- _Work task_:
Please print every line from the one containing "Can you see the white car" through the last line of the records below, exactly as written and nothing more.

- _Task data_:
· · · ·

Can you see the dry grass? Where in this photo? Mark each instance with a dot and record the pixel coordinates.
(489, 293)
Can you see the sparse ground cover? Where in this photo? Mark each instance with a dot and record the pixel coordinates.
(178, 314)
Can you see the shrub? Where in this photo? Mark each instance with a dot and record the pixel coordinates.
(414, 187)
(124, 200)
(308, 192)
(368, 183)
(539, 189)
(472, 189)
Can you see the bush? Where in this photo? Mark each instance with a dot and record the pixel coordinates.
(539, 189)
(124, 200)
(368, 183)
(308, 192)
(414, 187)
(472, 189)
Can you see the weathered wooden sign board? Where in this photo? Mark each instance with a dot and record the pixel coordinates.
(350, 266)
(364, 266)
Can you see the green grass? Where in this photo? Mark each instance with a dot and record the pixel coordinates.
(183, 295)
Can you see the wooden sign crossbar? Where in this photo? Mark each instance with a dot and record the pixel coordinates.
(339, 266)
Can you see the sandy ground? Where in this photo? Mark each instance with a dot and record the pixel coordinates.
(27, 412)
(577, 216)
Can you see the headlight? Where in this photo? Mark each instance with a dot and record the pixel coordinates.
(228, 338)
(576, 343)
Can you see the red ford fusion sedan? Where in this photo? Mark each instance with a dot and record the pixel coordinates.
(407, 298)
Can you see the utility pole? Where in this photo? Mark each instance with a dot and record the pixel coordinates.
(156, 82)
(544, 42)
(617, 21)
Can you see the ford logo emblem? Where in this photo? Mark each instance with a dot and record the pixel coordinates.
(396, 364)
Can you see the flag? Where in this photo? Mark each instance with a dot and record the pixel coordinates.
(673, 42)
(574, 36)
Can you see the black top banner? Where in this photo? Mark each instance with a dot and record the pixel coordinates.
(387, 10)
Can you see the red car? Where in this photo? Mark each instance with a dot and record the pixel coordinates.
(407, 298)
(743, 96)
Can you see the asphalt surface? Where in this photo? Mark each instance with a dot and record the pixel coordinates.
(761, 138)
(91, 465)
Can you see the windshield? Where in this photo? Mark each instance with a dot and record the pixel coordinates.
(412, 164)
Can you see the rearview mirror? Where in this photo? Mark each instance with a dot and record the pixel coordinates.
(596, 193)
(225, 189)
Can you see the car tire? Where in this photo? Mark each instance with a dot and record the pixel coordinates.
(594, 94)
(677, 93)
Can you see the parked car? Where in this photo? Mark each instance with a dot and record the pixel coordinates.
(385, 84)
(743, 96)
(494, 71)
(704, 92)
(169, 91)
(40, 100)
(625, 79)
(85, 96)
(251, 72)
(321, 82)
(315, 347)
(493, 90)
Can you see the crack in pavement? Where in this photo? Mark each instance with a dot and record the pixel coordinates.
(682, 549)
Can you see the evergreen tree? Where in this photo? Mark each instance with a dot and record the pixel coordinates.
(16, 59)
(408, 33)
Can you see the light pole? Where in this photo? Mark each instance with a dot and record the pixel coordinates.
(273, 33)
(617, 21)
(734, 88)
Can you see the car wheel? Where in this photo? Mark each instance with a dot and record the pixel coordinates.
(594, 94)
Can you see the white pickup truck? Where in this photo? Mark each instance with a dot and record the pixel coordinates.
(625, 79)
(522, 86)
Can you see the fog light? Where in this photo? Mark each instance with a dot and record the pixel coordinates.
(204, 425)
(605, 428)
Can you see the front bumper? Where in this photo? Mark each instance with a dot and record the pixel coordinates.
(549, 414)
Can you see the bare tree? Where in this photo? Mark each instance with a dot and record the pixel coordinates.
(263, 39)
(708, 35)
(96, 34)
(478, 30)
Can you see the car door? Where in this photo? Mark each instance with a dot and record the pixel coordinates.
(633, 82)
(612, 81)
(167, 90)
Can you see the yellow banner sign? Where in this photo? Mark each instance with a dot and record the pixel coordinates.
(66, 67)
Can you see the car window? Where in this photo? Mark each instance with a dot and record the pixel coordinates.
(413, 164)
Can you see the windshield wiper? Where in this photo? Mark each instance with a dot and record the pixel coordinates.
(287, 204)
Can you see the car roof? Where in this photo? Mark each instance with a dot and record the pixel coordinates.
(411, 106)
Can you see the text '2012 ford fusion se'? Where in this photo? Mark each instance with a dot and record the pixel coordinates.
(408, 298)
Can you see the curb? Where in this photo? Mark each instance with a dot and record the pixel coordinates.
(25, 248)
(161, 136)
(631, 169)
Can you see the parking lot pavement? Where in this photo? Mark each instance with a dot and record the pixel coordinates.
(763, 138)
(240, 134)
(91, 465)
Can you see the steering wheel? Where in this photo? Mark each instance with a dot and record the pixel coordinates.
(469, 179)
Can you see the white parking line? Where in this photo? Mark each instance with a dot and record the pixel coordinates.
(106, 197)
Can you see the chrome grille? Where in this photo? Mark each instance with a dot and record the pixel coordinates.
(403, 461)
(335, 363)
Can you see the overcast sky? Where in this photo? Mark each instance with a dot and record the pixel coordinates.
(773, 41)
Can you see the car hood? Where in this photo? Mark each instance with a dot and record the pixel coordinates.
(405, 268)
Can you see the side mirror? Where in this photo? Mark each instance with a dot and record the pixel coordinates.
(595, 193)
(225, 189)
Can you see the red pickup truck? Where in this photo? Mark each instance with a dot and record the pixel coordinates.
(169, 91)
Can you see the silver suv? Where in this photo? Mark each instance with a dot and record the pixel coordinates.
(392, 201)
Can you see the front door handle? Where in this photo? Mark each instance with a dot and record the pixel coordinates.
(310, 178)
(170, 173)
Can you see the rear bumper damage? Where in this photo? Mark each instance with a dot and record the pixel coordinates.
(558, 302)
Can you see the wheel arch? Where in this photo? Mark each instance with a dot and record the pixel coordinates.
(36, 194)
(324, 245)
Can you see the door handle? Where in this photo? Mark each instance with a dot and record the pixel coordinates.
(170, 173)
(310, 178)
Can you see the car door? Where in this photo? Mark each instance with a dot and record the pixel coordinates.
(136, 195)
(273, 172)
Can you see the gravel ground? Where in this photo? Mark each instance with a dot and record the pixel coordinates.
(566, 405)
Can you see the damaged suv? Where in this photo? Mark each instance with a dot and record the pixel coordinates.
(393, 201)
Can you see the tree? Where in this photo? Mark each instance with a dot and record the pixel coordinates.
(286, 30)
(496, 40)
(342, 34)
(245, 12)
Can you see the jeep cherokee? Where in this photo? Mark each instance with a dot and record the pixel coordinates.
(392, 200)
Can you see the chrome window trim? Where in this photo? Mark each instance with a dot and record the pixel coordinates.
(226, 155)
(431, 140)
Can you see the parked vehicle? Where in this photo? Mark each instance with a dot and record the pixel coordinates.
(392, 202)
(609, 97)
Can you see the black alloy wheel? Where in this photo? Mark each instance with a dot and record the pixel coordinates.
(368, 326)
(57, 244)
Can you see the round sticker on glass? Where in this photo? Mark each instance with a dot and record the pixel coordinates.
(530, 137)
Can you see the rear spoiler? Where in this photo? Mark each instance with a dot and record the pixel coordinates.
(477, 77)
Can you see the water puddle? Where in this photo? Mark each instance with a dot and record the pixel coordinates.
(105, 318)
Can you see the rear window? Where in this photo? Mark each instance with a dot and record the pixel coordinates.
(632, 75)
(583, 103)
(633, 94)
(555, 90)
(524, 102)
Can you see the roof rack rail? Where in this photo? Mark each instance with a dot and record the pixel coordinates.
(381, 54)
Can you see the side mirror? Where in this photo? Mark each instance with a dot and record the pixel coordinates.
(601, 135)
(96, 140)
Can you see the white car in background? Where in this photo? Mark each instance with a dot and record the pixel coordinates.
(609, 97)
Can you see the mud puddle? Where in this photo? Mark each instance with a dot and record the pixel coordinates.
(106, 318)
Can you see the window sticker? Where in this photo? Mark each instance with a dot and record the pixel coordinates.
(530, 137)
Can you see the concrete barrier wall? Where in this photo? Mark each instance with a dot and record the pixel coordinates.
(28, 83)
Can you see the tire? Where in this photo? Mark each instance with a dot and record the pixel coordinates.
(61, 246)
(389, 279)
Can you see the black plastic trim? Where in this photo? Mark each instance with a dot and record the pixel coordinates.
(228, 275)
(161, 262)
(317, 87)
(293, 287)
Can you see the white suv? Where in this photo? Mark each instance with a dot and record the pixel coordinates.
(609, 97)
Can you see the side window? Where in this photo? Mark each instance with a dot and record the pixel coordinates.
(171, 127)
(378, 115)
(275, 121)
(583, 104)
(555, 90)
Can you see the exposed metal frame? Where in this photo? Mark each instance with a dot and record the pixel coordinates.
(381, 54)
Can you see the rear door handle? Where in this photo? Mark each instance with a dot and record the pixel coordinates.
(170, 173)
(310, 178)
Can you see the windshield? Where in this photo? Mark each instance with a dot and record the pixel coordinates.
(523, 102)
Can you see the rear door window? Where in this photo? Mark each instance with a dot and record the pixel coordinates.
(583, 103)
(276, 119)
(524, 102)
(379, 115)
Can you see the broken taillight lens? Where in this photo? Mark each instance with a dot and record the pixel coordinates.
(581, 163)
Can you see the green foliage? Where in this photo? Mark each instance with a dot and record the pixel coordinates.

· · · ·

- _Answer to this exercise_:
Can you see the white car in background? Where in this photo? Mark each instance with a dot and record the pixel coordinates.
(609, 97)
Can you see the mud puddle? Where in this photo? Mark each instance with a dot and record the pixel coordinates.
(106, 318)
Can you see the window sticker? Where in this photo? Mark each instance with a dot and record the pixel coordinates.
(530, 137)
Can you see the concrete barrier wall? Where in this photo? Mark each instance with a dot and record the pixel coordinates.
(28, 83)
Can you see the tire? Where in this photo? Mark each instance with a dot and record the pixel coordinates.
(61, 246)
(389, 279)
Can you see the black plastic trim? Where in this photo? Mark each instance with a dot and record the pixel coordinates.
(228, 275)
(161, 262)
(317, 87)
(293, 287)
Can you see the white suv? Where in this photo? Mark each instance with a dot and record the pixel coordinates.
(609, 97)
Can you see the side window? Where in this photo? Mark each instance with a dot and record the pixel coordinates.
(171, 127)
(378, 115)
(275, 121)
(583, 104)
(555, 90)
Can you see the exposed metal frame? Where in this photo? Mark each instance with a dot and record the pixel coordinates.
(381, 54)
Can you see the rear door handle? Where in this photo? Mark each instance with a dot and record the pixel coordinates.
(170, 173)
(310, 178)
Can you see the windshield? Where in this photo? Mark each instance with a dot and record the pixel coordinates.
(523, 102)
Can you see the rear door window? Where in this photo? Mark each instance with a dot and record the pixel coordinates.
(583, 103)
(276, 119)
(524, 102)
(379, 115)
Can you see the broken taillight lens? Where in this photo? Mark each instance with a dot and record the pixel coordinates.
(581, 163)
Can you see the green foliage? Where in this photo? Mark each instance with a dot and record the pixel coordinates.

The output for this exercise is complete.